» Фрагмент текста
Смена духовных ориентиров в русском обществе в поэ
в поэмах Х1Х-ХХ веков
Главный нерв всего русского искусства – поиск духовных причин происходящего.Все европейское искусство – порождение христианства. Русские писатели – прямо или косвенно – всегда соотносили свое видение действительности с духом Православия, в котором выросли и воспитались. Чувство любви к отчизне высветило им будущее России как поле борьбы между Светом и Тьмой.
Поэты первой половины Х1Х века – образами демонических героев - выразили свое предчувствие наступления апокалиптических времен в России. Поэты начала ХХ века, поэты разных направлений: Белый, Блок, Хлебников, Есенин, Клюев, Маяковский, жившие в преддверии той эпохи и во время революционного переворота, ощутили крушение миропорядка, описать которое могли только с помощью библейских образов.
В годы совершения Октябрьской революции 1917 года и вскоре после нее одни поэты – Есенин, Маяковский – открещиваются от православного прошлого: Есенин просит все библейские образы в его стихах считать метафорами, Маяковский даже бросает вызов Небу, хотя и знает «силу слов». Другие всматриваются в лица вождей, и у Пастернака рождается «роман» со Сталиным, даже сын раскулаченного кузнеца Твардовский славит коллективизацию. Россия оказалась в позиции вне веры, вне Церкви. Это хорошо видно по темам и настрою героя поэмы Луговского «Середина века». В середине века настало отрезвление – «Реквием» Ахматовой и «памятная» поэма Твардовского - погребальные, поминальные звоны церковного колокола.

» Приведённые данные
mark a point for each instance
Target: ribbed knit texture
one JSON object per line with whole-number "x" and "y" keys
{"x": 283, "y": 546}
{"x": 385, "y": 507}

» Задания
1. Что, согласно тексту о смене духовных ориентиров в русских поэмах, позволило русским писателям увидеть будущее России как поле борьбы между Светом и Тьмой? Ответьте одним–тремя предложениями.
2. Ответьте на вопросы по тексту о смене духовных ориентиров в русских поэмах.
(а) С помощью каких образов поэты первой половины XIX века выразили предчувствие апокалиптических времён в России?
(б) О чём Есенин просит читателей в отношении библейских образов в его стихах?
(в) Какие произведения в тексте названы «погребальными, поминальными звонами церковного колокола»?
3. Продолжите текст о смене духовных ориентиров в русских поэмах XIX–XX веков с того места, где он обрывается.

» Ответы к заданиям
1. Будущее России как поле борьбы между Светом и Тьмой русским писателям «высветило» чувство любви к отчизне. При этом своё видение действительности они всегда соотносили с духом Православия, в котором выросли и воспитались.

2.
(а) С помощью образов демонических героев.
(б) Считать все библейские образы в его стихах метафорами.
(в) «Реквием» Ахматовой и «памятная» поэма Твардовского.

3.
Как это произошло? В начале ХХ века началась Первая неудавшаяся попытка самоубийства человечества, затем - через 20 лет – Вторая. В итоге Первой мировой войны в России началась самоистребление русского народа в гражданской войне, что хорошо показал Б. Пастернак в романе «Доктор Живаго», когда одну и ту же молитву «Живый в помощи» носят с собой «белый» и «красный». Эта гражданская война продолжилась в коллективизации. Эта же война дала Гитлеру надежду на быстрый успех, основанный на том, что раздел между классами и слоями, между верующими и большевиками будет им продолжен и углублен. В итоге в ХХ веке русский народ был многократно пожат Божьим серпом.
Как это могло случиться? Все это не возникло внезапно.
В русской литературе Х1Х века продолжался начатый в ХУ111 веке процесс разрыва со святоотеческими традициями. Не только герои отходят от веры, но и писатели. Слово под пером литераторов начинает забывать, что оно было Богом. Слово начинает служить не воспитанию святости, а утверждению личности пишущего. Это проявляется в том, что по сравнению с ХУ111 веком резко усиливается и ярко проявляется авторская позиция. Художественное слово теперь воспевает страсти, насаждает критическое отношение к действительности: к вере, к царю и к ближнему. Слово все больше освобождается от функции носителя информации, которая прежде была духовного содержания, и становится все более полным выражением субъекта-автора высказывания. Во второй половине Х1Х века в сатирических и юмористических произведениях слов перешло на службу бесам.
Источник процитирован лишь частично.